- **Entries shown**:

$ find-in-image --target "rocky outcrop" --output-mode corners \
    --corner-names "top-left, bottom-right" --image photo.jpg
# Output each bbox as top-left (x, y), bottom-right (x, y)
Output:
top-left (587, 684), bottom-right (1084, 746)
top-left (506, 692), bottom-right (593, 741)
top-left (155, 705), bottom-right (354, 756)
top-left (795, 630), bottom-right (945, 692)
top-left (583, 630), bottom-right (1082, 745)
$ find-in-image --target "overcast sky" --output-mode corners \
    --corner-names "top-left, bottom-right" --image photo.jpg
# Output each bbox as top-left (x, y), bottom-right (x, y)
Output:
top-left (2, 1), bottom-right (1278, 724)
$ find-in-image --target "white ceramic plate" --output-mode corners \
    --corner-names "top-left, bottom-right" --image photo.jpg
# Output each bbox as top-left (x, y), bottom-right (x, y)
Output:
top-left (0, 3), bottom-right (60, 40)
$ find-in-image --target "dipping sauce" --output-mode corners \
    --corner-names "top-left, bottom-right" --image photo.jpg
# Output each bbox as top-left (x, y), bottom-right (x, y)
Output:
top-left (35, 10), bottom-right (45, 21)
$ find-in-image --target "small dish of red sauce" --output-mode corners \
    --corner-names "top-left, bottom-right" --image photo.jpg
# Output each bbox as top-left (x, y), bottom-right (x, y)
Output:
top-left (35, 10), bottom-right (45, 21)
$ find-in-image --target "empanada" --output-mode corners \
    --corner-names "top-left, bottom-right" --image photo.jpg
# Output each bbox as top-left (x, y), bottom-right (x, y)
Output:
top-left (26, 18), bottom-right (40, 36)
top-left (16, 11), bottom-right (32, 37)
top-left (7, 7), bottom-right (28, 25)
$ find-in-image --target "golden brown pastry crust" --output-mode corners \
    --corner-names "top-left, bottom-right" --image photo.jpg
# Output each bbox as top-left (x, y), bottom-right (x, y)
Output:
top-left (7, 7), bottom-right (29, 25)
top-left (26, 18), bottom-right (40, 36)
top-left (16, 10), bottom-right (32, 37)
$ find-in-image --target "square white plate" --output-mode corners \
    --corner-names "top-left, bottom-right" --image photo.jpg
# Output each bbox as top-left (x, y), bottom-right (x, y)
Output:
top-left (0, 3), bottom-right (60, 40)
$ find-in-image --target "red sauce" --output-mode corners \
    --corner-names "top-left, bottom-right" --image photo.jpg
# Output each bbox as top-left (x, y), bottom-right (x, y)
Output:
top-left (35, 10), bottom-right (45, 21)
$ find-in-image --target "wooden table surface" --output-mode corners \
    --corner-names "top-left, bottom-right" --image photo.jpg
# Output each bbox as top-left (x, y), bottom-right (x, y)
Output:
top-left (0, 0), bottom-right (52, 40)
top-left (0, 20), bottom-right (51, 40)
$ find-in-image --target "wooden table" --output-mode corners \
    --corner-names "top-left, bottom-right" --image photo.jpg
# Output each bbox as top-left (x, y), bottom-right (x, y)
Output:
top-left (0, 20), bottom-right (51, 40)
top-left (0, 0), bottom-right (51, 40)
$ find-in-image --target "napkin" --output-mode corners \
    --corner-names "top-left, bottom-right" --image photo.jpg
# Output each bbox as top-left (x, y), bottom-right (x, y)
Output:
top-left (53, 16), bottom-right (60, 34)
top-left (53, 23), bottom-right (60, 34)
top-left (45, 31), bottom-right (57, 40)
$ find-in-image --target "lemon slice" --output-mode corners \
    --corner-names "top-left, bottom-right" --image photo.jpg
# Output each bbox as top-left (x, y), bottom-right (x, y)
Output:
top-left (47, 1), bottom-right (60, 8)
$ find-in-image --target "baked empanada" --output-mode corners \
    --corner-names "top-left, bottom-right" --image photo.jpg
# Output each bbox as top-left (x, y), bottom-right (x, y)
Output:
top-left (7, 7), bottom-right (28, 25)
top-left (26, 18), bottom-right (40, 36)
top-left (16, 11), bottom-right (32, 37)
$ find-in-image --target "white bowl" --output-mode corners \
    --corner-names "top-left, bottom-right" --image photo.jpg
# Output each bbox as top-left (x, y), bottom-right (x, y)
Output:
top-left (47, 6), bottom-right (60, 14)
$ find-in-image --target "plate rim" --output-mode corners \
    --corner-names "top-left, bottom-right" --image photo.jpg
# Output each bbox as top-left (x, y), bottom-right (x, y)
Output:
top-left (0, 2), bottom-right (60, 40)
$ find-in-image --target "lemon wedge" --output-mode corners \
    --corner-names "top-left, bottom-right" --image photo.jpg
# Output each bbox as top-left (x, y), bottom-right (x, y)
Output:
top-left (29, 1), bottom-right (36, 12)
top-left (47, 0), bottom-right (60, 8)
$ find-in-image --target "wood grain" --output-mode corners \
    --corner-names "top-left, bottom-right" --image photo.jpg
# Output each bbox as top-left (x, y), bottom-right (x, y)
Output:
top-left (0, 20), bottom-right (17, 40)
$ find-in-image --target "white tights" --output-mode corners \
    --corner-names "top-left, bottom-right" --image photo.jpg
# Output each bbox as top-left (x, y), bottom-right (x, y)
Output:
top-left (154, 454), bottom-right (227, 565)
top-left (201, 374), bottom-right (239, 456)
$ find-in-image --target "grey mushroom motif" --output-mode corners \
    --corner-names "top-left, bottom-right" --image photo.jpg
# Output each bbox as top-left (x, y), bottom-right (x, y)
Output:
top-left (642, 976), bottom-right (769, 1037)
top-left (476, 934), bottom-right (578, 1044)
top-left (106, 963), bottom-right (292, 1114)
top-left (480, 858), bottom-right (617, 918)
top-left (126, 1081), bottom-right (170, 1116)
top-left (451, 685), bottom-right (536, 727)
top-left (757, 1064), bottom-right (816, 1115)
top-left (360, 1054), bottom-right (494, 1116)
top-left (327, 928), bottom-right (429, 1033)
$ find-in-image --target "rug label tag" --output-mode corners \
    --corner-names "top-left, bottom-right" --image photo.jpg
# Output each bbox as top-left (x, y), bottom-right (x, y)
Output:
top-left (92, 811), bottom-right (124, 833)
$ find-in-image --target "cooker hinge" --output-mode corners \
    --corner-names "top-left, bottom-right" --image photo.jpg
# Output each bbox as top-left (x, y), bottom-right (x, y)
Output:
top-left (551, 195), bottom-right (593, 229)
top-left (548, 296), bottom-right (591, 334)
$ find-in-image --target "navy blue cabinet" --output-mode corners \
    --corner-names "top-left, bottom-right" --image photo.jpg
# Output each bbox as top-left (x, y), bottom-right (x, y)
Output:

- **What to work on**:
Reproduce the material above in full, exactly.

- **Answer area**:
$ find-in-image --target "rocky outcrop" --output-mode corners \
    --corner-names "top-left, bottom-right" --image photo.jpg
# Output each bbox as top-left (x, y), bottom-right (x, y)
Output:
top-left (587, 684), bottom-right (1084, 746)
top-left (506, 692), bottom-right (593, 741)
top-left (155, 705), bottom-right (354, 756)
top-left (795, 630), bottom-right (945, 692)
top-left (583, 630), bottom-right (1082, 745)
$ find-in-image --target "overcast sky" --output-mode corners \
    --corner-names "top-left, bottom-right" --image photo.jpg
# Output each bbox as top-left (x, y), bottom-right (x, y)
Output:
top-left (2, 1), bottom-right (1278, 724)
$ find-in-image --target "white ceramic plate" --output-mode corners \
    --corner-names "top-left, bottom-right" --image photo.jpg
# Output each bbox as top-left (x, y), bottom-right (x, y)
Output:
top-left (0, 3), bottom-right (60, 40)
$ find-in-image --target "dipping sauce" --output-mode corners \
    --corner-names "top-left, bottom-right" --image photo.jpg
# Output each bbox as top-left (x, y), bottom-right (x, y)
Output:
top-left (35, 10), bottom-right (45, 21)
$ find-in-image --target "small dish of red sauce" --output-mode corners \
    --corner-names "top-left, bottom-right" --image photo.jpg
# Output each bbox as top-left (x, y), bottom-right (x, y)
Output:
top-left (35, 10), bottom-right (45, 21)
$ find-in-image --target "empanada" --output-mode corners \
    --corner-names "top-left, bottom-right" --image photo.jpg
# Output each bbox as top-left (x, y), bottom-right (x, y)
Output:
top-left (26, 18), bottom-right (40, 36)
top-left (16, 11), bottom-right (32, 37)
top-left (7, 7), bottom-right (28, 25)
$ find-in-image --target "golden brown pastry crust" --output-mode corners \
    --corner-names "top-left, bottom-right" --image photo.jpg
# Output each bbox as top-left (x, y), bottom-right (x, y)
Output:
top-left (7, 7), bottom-right (29, 25)
top-left (26, 18), bottom-right (40, 36)
top-left (16, 10), bottom-right (32, 37)
$ find-in-image --target "square white plate" --output-mode corners \
    --corner-names "top-left, bottom-right" --image photo.jpg
# Output each bbox as top-left (x, y), bottom-right (x, y)
Output:
top-left (0, 3), bottom-right (60, 40)
$ find-in-image --target "red sauce" --output-mode corners \
    --corner-names "top-left, bottom-right" --image photo.jpg
# Output each bbox as top-left (x, y), bottom-right (x, y)
Output:
top-left (35, 10), bottom-right (45, 21)
$ find-in-image --target "wooden table surface" --output-mode corners \
    --corner-names "top-left, bottom-right" --image photo.jpg
# Output each bbox as top-left (x, y), bottom-right (x, y)
Output:
top-left (0, 0), bottom-right (52, 40)
top-left (0, 20), bottom-right (51, 40)
$ find-in-image --target "wooden table" --output-mode corners \
    --corner-names "top-left, bottom-right" --image photo.jpg
# Output each bbox as top-left (x, y), bottom-right (x, y)
Output:
top-left (0, 20), bottom-right (51, 40)
top-left (0, 0), bottom-right (51, 40)
$ find-in-image --target "napkin" --output-mode corners \
    --corner-names "top-left, bottom-right" --image photo.jpg
# Output each bbox as top-left (x, y), bottom-right (x, y)
Output:
top-left (53, 16), bottom-right (60, 34)
top-left (53, 23), bottom-right (60, 34)
top-left (45, 31), bottom-right (57, 40)
$ find-in-image --target "lemon slice" --output-mode corners \
    --corner-names "top-left, bottom-right" --image photo.jpg
# Output each bbox as top-left (x, y), bottom-right (x, y)
Output:
top-left (47, 1), bottom-right (60, 8)
$ find-in-image --target "baked empanada" --output-mode corners \
    --corner-names "top-left, bottom-right" --image photo.jpg
# Output each bbox as top-left (x, y), bottom-right (x, y)
Output:
top-left (7, 7), bottom-right (28, 25)
top-left (26, 18), bottom-right (40, 36)
top-left (16, 11), bottom-right (32, 37)
$ find-in-image --target "white bowl" --output-mode corners \
    --corner-names "top-left, bottom-right" --image photo.jpg
# Output each bbox as top-left (x, y), bottom-right (x, y)
Output:
top-left (47, 6), bottom-right (60, 14)
$ find-in-image --target "plate rim" --output-mode corners \
    --corner-names "top-left, bottom-right" --image photo.jpg
# Output each bbox as top-left (x, y), bottom-right (x, y)
Output:
top-left (0, 2), bottom-right (60, 40)
$ find-in-image --target "lemon wedge" --output-mode corners \
    --corner-names "top-left, bottom-right" --image photo.jpg
# Output each bbox as top-left (x, y), bottom-right (x, y)
Output:
top-left (29, 1), bottom-right (36, 12)
top-left (47, 0), bottom-right (60, 8)
$ find-in-image --target "wood grain" --output-mode corners \
    --corner-names "top-left, bottom-right" --image photo.jpg
# Output each bbox as top-left (x, y), bottom-right (x, y)
Output:
top-left (0, 20), bottom-right (17, 40)
$ find-in-image --target "white tights" --output-mode corners \
    --corner-names "top-left, bottom-right" --image photo.jpg
# Output each bbox as top-left (x, y), bottom-right (x, y)
Output:
top-left (154, 454), bottom-right (227, 565)
top-left (201, 374), bottom-right (239, 456)
$ find-in-image --target "grey mushroom motif" --output-mode corners \
    --corner-names "top-left, bottom-right" --image photo.jpg
# Output each bbox as top-left (x, y), bottom-right (x, y)
Output:
top-left (642, 976), bottom-right (769, 1037)
top-left (476, 934), bottom-right (578, 1044)
top-left (106, 963), bottom-right (292, 1114)
top-left (480, 858), bottom-right (617, 918)
top-left (126, 1081), bottom-right (170, 1116)
top-left (451, 685), bottom-right (536, 727)
top-left (757, 1064), bottom-right (816, 1115)
top-left (360, 1054), bottom-right (494, 1116)
top-left (327, 928), bottom-right (429, 1033)
$ find-in-image --target "rug label tag" --output-mode corners \
    --corner-names "top-left, bottom-right" --image photo.jpg
# Output each bbox as top-left (x, y), bottom-right (x, y)
Output:
top-left (92, 811), bottom-right (124, 833)
$ find-in-image --target "cooker hinge" --output-mode corners \
    --corner-names "top-left, bottom-right" --image photo.jpg
# Output each bbox as top-left (x, y), bottom-right (x, y)
Output:
top-left (551, 195), bottom-right (593, 229)
top-left (548, 296), bottom-right (591, 334)
$ find-in-image --target "navy blue cabinet" --output-mode corners \
    --corner-names "top-left, bottom-right" --image photo.jpg
# Output each bbox as top-left (x, y), bottom-right (x, y)
Output:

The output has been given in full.